AIM OF THE TASK. Since the records include pictures, leave those out while you reproduce exactly and only the lines from the one containing "Category: the tall tree trunk" through the one containing "Category: the brazil nut tree", inclusive.

SUPPLIED ENTRIES.
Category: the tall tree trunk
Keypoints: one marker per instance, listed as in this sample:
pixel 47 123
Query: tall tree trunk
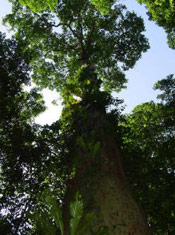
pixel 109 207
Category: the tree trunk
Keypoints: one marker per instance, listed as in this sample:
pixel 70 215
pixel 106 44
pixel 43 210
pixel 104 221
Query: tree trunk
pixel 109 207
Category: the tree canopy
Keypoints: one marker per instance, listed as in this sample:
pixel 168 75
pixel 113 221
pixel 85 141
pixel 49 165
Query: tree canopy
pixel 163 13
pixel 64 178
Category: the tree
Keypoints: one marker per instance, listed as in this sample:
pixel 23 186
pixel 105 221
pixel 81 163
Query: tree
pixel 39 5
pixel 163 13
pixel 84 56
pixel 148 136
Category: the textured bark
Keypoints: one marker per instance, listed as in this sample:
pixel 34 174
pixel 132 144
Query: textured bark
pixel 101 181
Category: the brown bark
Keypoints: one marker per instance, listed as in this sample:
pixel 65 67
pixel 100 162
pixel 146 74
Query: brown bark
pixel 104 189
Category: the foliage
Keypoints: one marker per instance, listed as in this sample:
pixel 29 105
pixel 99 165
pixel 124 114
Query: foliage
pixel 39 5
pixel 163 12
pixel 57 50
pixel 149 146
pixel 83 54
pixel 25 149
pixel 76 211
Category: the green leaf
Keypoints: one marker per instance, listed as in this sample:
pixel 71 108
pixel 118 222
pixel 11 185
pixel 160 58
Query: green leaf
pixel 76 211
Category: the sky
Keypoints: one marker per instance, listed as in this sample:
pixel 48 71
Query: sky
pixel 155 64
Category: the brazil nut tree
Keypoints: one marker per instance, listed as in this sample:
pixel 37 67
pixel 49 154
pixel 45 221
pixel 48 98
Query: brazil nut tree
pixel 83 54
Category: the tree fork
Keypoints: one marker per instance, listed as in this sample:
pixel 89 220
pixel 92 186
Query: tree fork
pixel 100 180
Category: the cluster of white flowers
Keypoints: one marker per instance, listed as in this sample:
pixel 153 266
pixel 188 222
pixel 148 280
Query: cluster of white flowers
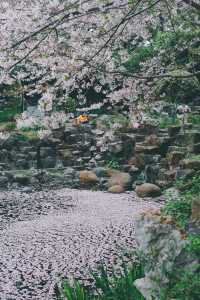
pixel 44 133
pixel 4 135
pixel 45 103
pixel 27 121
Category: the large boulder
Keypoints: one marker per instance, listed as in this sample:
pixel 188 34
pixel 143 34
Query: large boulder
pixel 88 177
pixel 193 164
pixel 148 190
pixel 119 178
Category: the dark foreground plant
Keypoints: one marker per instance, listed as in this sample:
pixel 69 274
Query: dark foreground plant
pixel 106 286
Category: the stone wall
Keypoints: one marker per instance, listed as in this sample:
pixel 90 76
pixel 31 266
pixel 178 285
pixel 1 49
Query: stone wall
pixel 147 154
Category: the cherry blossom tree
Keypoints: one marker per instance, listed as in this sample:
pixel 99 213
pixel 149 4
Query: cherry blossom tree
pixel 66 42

---

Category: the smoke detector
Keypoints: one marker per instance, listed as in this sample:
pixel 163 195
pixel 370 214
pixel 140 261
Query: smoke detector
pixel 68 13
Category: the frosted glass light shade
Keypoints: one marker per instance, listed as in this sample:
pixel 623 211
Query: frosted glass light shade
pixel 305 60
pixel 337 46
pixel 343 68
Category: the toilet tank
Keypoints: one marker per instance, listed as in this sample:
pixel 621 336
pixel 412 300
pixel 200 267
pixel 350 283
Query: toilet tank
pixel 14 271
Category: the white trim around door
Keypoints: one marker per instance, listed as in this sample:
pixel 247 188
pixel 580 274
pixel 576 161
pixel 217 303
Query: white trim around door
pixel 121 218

---

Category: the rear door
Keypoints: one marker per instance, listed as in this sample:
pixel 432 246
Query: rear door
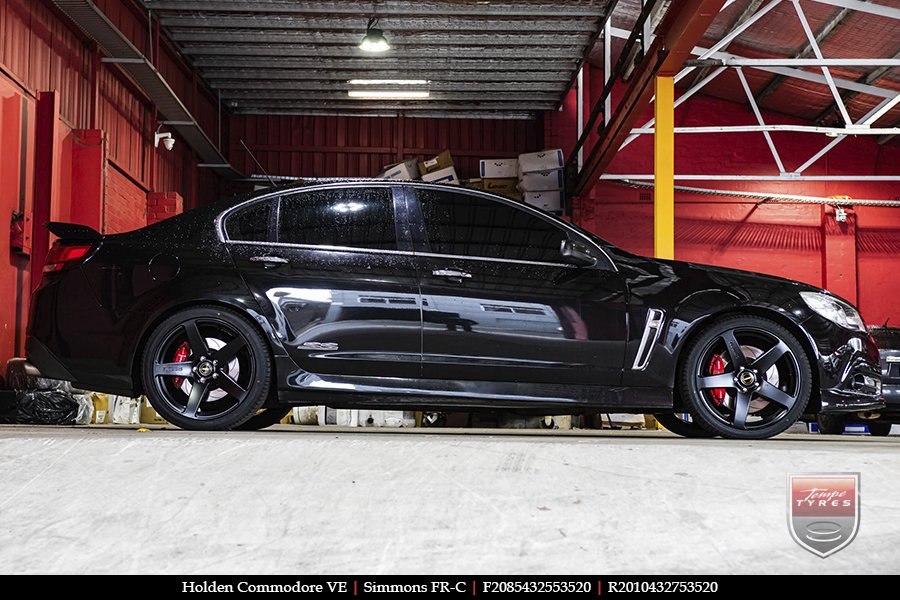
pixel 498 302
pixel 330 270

RESPONSE TO THIS TASK.
Category: the tall tree trunk
Keypoints: one marker per instance, listed as in this sample:
pixel 47 123
Query: tall tree trunk
pixel 109 207
Category: the tree trunk
Keypoints: one marker per instance, listed as in this sample:
pixel 70 215
pixel 106 44
pixel 43 210
pixel 104 221
Query: tree trunk
pixel 109 207
Category: the tree canopy
Keypoints: one marker per instance, listed as in this sample:
pixel 168 75
pixel 113 221
pixel 85 141
pixel 49 165
Query: tree canopy
pixel 163 13
pixel 64 178
Category: the tree
Keypoints: one marker per instance, listed as in this sample:
pixel 23 186
pixel 105 221
pixel 81 163
Query: tree
pixel 39 5
pixel 163 13
pixel 84 56
pixel 148 136
Category: the textured bark
Keypoints: one marker per instance, listed as in this sample:
pixel 34 174
pixel 132 144
Query: textured bark
pixel 101 181
Category: the brown bark
Keypoints: one marker per instance, listed as in this sample:
pixel 65 67
pixel 100 162
pixel 146 74
Query: brown bark
pixel 104 189
Category: the foliage
Keypoints: one marker per instance, listed as in this sample:
pixel 29 105
pixel 99 165
pixel 124 114
Query: foliage
pixel 39 5
pixel 163 12
pixel 57 50
pixel 149 146
pixel 83 54
pixel 25 149
pixel 76 211
Category: the green leaf
Keypoints: one marker per instance, listed as in this sample:
pixel 71 108
pixel 118 222
pixel 11 185
pixel 160 58
Query: green leaf
pixel 76 211
Category: the sky
Keypoints: one marker per instance, listed as in this sample:
pixel 48 71
Query: sky
pixel 155 64
Category: the brazil nut tree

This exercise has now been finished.